═══ Information given
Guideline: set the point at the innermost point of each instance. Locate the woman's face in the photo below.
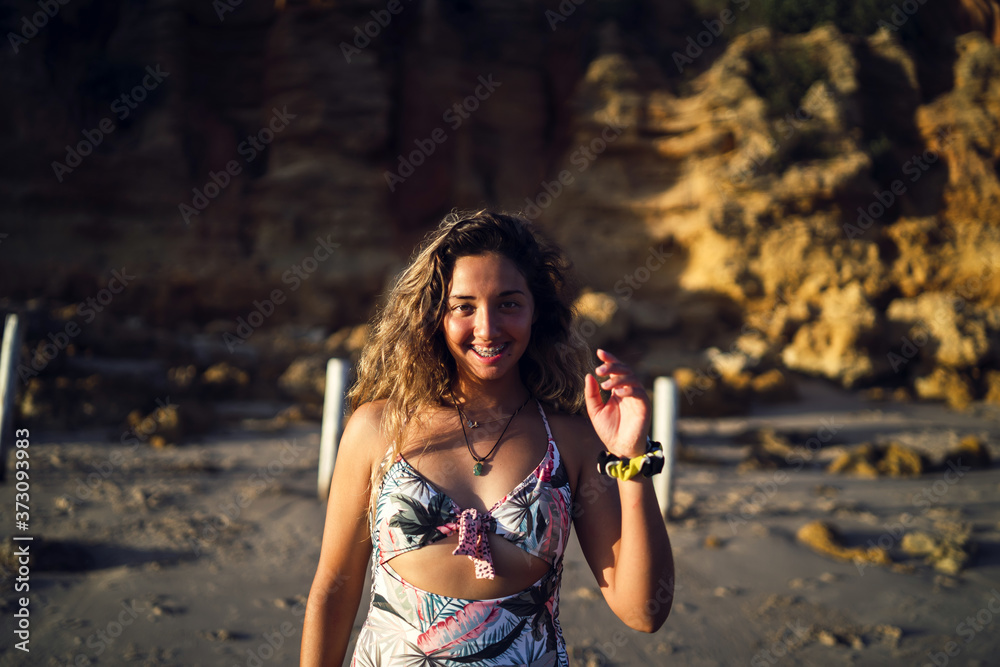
(487, 324)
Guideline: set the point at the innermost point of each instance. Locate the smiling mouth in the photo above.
(489, 352)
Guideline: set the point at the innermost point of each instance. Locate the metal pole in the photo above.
(664, 432)
(8, 361)
(337, 371)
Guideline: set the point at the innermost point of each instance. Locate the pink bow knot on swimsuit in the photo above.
(472, 540)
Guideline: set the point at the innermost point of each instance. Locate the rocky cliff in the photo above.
(741, 207)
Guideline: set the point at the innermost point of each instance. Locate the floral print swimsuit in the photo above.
(410, 626)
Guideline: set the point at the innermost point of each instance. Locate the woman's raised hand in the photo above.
(623, 422)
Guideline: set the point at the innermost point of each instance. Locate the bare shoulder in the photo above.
(578, 443)
(363, 435)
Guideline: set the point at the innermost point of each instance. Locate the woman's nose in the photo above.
(486, 324)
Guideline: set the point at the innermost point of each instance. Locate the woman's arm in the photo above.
(337, 588)
(619, 525)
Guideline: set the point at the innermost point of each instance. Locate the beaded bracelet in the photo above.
(647, 464)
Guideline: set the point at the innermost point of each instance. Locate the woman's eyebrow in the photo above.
(502, 294)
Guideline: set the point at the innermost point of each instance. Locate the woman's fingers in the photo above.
(592, 395)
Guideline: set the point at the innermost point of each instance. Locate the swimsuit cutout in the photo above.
(411, 626)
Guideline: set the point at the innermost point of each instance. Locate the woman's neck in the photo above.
(496, 396)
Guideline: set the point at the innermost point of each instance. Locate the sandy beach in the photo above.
(203, 554)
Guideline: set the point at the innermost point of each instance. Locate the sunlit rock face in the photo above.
(818, 203)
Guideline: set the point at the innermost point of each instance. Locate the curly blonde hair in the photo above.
(407, 362)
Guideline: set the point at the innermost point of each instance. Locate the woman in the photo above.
══════
§ Exercise directions
Print every record exactly, without the pictures.

§ Result
Guideline: set the point at the innermost point of each instance. Locate the woman's face in the photo below.
(487, 324)
Guideline: set the point at the innermost point of each instance. Locate the smiling mouth in the photo above.
(489, 352)
Guideline: set the point at the innermost point of each instance. Locate the metal pole in the photo above.
(664, 432)
(8, 361)
(337, 371)
Guideline: set the point at the innermost point of each instance. Locate the pink bow knot on swimsuit in the photo above.
(472, 540)
Guideline: set the point at the innermost point of each instance. Locate the rocky cliff in the photo above.
(741, 207)
Guideline: set the point at the innermost point of each instance. Locate the floral print swimsuit in the photo above.
(410, 626)
Guideline: set the point at the innermost point of each instance. Locate the woman's raised hand in the photo above.
(623, 422)
Guideline: set the point at the innermost point of each instance. Locate the bare shoulder in the photo above.
(578, 443)
(363, 435)
Guideline: set the point at the innermost point of each instance. Locate the woman's nose in the photo above.
(486, 324)
Guideline: set the point at the innermost point of each instance. Locate the woman's arm in the photo above.
(337, 588)
(619, 525)
Guideline: set the point at the innermost point of each instance. Locate the beaded bracelet in the photo above.
(647, 464)
Guideline: set the point at the innermost point of each instance. Locate the woman's eyebrow in the photo above.
(502, 294)
Guideline: set the point at the innermost point of each instance. Locate the woman's fingers in the photo above.
(592, 395)
Guideline: set the point at the innermost point of each instance. Locate the swimsuit cutout in the photo above.
(411, 626)
Guideline: set the point at the innermost point of each instance. Locate the woman's neck in the photo above.
(496, 396)
Guideline: set the point at the innermost point of each instance. Locate the sandy beach in the photo above.
(203, 554)
Guideline: set the point at the innermost point of each instance. Locate the sunlit rock face in the photo above.
(818, 203)
Guideline: set the point at the innermost point of each instance. Locate the curly blonde hair in the photo above.
(407, 362)
Guideline: set the point at the innermost point of each instance. Locate the woman in the photo above.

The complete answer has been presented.